[本文]
········

結城はふだん、カフェなどで執筆をしています。にぎやかなときには耳栓代わりにノイズキャンセリングイヤフォンを使って音楽を聴きながら書き物をします。
ところで2019年の8月ころからふとイヤフォンではなく「耳栓」を使い始めることにしました。理由は一応「耳が音を聞き続けることの負担軽減のため」なのですが、単にやってみたいからという方が正直な理由かも。
使っている耳栓はこれです。それほど高いものではありません。2個で1ペアになっており、簡易的な紙の個包装になっています(アマゾンの商品紹介には1ペアずつビニール個包装とありますが、私に送られてきたのは紙でした)。軽いので数ペアをいつもカバンに放り込んでいます。
◆スリーエムのEAR Classic(10ペア)

········

[入力データ]
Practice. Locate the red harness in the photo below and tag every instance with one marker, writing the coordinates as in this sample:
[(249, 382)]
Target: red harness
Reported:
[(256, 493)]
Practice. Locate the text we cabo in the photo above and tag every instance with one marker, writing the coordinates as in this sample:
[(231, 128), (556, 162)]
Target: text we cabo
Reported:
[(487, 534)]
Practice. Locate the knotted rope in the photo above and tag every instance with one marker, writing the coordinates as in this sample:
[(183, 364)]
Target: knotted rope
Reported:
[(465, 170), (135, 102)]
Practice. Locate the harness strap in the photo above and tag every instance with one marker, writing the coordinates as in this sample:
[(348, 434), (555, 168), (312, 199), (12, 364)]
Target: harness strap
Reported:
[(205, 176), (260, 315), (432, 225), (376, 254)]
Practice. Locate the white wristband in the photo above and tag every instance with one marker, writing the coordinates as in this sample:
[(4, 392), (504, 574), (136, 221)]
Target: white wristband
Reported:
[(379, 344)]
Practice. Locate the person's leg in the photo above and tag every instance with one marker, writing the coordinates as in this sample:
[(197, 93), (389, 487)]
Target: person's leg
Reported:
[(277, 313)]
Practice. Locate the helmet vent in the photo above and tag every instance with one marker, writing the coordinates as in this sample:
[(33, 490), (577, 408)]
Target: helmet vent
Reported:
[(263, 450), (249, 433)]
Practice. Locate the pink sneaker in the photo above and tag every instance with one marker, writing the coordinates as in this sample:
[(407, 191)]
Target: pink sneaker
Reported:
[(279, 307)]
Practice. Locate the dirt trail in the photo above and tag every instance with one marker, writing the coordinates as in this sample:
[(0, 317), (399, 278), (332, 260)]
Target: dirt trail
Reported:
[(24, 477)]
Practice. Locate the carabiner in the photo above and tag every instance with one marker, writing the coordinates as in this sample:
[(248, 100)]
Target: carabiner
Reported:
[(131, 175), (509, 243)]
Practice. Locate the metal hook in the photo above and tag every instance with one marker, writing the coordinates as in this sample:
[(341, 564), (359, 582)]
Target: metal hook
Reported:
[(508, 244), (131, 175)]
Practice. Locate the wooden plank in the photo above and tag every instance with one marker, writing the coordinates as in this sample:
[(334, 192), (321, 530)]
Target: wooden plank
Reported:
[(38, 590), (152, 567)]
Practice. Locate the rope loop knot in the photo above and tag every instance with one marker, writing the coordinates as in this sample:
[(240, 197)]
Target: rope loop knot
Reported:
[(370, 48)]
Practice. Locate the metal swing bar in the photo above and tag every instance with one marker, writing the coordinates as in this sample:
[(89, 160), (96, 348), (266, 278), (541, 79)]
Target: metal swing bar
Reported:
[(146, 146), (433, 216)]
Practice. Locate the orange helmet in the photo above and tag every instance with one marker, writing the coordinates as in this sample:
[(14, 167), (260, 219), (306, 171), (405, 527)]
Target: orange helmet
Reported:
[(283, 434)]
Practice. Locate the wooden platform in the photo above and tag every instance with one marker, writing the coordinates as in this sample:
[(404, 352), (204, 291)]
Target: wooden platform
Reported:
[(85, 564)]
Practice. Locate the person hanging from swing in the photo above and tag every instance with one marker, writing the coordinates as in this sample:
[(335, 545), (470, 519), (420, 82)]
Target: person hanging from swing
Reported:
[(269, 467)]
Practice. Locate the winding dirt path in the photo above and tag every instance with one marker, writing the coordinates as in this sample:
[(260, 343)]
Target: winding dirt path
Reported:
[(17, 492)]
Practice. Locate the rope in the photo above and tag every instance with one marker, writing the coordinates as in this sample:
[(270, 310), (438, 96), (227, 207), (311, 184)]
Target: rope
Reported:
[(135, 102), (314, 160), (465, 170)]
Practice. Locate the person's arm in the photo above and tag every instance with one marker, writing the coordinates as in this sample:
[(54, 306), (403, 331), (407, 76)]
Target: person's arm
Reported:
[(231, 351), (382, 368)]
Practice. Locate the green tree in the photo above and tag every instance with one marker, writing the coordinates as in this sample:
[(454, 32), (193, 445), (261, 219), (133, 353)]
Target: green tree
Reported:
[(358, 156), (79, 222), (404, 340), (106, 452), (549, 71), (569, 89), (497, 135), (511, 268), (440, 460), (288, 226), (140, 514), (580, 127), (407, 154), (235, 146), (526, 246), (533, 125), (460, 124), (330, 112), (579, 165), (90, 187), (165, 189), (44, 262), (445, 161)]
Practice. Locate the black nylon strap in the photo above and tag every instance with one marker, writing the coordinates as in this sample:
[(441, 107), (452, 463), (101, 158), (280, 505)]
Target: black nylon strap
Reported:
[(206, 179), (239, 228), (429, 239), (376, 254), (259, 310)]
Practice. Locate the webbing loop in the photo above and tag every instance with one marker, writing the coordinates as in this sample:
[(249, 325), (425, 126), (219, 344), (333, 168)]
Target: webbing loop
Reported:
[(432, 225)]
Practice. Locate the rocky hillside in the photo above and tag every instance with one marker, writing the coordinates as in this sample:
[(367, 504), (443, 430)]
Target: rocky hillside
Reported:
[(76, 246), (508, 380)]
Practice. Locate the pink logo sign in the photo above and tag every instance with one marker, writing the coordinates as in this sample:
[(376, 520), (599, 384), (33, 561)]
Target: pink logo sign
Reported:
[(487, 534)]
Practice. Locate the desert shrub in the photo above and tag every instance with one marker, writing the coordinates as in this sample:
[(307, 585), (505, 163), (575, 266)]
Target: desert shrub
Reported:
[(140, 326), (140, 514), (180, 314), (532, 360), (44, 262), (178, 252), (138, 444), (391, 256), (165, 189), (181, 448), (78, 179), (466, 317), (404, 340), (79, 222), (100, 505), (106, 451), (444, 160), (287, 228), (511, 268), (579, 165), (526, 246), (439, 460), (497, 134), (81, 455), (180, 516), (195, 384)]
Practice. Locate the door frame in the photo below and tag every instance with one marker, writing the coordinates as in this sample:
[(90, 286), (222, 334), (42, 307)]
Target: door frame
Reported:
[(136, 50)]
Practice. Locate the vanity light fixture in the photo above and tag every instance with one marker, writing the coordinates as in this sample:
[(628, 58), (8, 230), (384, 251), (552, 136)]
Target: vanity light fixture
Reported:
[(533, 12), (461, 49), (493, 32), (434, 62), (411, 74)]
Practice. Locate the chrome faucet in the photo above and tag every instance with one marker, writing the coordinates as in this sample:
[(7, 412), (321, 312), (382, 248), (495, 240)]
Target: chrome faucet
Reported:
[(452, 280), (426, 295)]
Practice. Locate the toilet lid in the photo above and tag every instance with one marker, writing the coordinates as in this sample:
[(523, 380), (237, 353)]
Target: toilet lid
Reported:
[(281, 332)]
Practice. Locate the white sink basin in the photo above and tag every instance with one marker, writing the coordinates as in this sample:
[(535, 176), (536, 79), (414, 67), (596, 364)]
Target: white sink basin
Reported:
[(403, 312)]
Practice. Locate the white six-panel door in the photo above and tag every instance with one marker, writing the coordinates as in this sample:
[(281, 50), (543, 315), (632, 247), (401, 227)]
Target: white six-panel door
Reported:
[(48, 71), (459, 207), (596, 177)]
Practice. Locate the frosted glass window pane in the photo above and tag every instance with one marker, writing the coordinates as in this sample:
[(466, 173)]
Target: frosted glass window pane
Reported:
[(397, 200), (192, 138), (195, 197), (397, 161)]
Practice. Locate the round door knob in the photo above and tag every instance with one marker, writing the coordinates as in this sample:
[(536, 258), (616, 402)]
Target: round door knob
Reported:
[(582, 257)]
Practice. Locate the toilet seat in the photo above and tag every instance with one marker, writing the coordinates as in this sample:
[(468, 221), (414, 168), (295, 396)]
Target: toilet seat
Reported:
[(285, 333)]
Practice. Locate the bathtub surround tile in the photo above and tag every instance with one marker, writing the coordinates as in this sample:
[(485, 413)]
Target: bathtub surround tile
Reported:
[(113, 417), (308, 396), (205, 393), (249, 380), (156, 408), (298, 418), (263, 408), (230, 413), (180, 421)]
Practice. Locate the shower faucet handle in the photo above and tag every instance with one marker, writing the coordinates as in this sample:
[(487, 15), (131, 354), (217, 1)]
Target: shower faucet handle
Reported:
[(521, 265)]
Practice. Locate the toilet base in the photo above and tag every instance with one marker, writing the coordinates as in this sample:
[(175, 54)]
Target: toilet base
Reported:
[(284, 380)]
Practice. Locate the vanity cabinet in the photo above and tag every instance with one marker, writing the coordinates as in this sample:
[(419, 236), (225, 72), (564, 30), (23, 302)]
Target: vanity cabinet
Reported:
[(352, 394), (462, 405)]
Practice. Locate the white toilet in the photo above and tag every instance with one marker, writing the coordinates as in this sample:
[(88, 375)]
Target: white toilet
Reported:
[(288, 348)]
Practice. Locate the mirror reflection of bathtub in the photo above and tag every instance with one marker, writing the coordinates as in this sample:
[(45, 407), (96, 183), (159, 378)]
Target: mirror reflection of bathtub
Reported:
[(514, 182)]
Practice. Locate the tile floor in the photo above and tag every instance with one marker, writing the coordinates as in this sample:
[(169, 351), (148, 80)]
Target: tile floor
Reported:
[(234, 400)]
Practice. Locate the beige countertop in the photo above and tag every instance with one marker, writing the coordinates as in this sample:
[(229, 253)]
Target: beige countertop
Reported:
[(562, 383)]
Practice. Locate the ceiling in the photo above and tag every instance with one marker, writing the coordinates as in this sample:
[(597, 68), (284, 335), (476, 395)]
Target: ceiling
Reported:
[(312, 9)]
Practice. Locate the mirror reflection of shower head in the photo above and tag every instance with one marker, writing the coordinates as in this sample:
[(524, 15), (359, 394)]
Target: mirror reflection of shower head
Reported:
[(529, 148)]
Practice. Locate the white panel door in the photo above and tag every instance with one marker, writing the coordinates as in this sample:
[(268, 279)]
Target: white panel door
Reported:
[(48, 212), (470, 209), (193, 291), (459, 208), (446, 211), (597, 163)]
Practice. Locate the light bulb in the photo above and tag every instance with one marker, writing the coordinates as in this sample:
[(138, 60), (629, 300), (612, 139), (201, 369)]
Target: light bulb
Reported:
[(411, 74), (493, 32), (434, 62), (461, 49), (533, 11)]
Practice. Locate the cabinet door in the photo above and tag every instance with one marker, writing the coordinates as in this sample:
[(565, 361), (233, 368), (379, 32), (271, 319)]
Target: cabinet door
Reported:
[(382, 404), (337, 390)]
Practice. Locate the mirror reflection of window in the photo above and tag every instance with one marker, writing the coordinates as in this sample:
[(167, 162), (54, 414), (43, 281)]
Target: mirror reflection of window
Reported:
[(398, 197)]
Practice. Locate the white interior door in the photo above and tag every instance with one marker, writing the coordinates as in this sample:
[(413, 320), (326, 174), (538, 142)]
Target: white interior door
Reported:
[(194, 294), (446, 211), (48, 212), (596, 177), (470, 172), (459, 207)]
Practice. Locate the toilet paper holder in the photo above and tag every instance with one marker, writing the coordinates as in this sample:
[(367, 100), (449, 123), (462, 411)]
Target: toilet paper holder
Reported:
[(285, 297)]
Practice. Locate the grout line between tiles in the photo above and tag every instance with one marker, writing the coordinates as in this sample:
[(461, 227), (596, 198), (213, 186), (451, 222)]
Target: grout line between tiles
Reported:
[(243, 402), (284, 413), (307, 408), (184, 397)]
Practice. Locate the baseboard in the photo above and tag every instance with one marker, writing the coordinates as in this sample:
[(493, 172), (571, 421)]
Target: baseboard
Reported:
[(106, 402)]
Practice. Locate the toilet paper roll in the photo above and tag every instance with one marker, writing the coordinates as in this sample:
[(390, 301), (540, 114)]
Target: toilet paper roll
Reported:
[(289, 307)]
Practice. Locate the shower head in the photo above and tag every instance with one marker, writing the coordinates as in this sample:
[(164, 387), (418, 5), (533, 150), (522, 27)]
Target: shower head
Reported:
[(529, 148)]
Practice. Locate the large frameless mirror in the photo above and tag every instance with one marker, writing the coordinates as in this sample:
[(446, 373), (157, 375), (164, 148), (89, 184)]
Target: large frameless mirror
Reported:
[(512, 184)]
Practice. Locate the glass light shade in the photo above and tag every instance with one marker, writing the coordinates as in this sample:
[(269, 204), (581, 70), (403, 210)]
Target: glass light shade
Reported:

········

[作業内容]
[1] 記録のうち、「Practice. Locate the glass」を含む行から記録の末尾までを、一字も変えずにそのまま出力してください。
[2] 耳栓についての本文を、最後の文の後から引き取って書き続けてください。

[課題別の回答]
[1]
Practice. Locate the glass light shade in the photo above and tag every instance with one marker, writing the coordinates as in this sample:
[(269, 204), (581, 70), (403, 210)]
Target: glass light shade
Reported:

[2]
https://www.amazon.co.jp/dp/B019CCJHT6/?tag=hyuki-22
ずっとこの耳栓を使っていますが、音楽がなくても仕事はふつうに進むということがわかりました。何となく「音楽がなければ仕事は進まない」と思い込んでいましたが、そんなことはまったくありませんでした。
カフェでの執筆以外、たとえば電車での移動でも耳栓を使うことがあります。絶え間ない電車の音や、近くに座った人のおしゃべりも気になりません。旅行先で音が気になって眠りにくいときなどにも有効です。耳栓、なかなかいいですよ。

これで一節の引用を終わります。